OBJECTIVE:
Print these lines exactly as they appear, from start to finish.

Outline annotation records:
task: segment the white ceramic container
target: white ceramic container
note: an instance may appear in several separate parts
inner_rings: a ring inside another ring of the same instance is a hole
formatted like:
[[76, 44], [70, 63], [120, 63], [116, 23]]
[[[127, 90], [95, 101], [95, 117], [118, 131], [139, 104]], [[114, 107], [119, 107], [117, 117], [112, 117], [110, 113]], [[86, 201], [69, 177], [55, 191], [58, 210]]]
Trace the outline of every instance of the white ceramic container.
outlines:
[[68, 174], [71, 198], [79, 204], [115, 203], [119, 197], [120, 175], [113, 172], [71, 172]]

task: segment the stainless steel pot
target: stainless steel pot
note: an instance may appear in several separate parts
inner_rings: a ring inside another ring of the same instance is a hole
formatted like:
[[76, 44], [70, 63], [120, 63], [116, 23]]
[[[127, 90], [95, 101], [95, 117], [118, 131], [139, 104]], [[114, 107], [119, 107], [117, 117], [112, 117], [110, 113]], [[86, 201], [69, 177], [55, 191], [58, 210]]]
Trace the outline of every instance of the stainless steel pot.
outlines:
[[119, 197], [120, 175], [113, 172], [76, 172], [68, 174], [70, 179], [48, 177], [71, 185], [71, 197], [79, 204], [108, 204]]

SOLUTION TO THIS EXERCISE:
task: segment the white ceramic container
target: white ceramic container
note: an instance may appear in several separate parts
inner_rings: a ring inside another ring of the same instance is a hole
formatted like:
[[76, 44], [70, 63], [120, 63], [116, 23]]
[[[127, 90], [95, 101], [95, 117], [118, 131], [139, 104]], [[114, 107], [119, 107], [117, 117], [112, 117], [110, 113]], [[86, 201], [69, 177], [55, 191], [58, 210]]]
Trace the outline of every instance of the white ceramic container.
outlines:
[[68, 174], [71, 198], [79, 204], [115, 203], [119, 197], [120, 175], [113, 172], [71, 172]]

task: segment the stainless steel pot
target: stainless steel pot
note: an instance may appear in several separate parts
inner_rings: a ring inside another ring of the same instance is a hole
formatted like:
[[76, 44], [70, 63], [120, 63], [116, 23]]
[[[127, 90], [95, 101], [95, 117], [118, 131], [139, 104]], [[114, 107], [119, 107], [117, 117], [112, 117], [110, 113]], [[86, 201], [69, 177], [55, 191], [58, 210]]]
Trace the outline of every instance of the stainless steel pot.
outlines:
[[119, 197], [120, 175], [113, 172], [76, 172], [68, 174], [70, 179], [48, 177], [71, 185], [71, 197], [79, 204], [108, 204]]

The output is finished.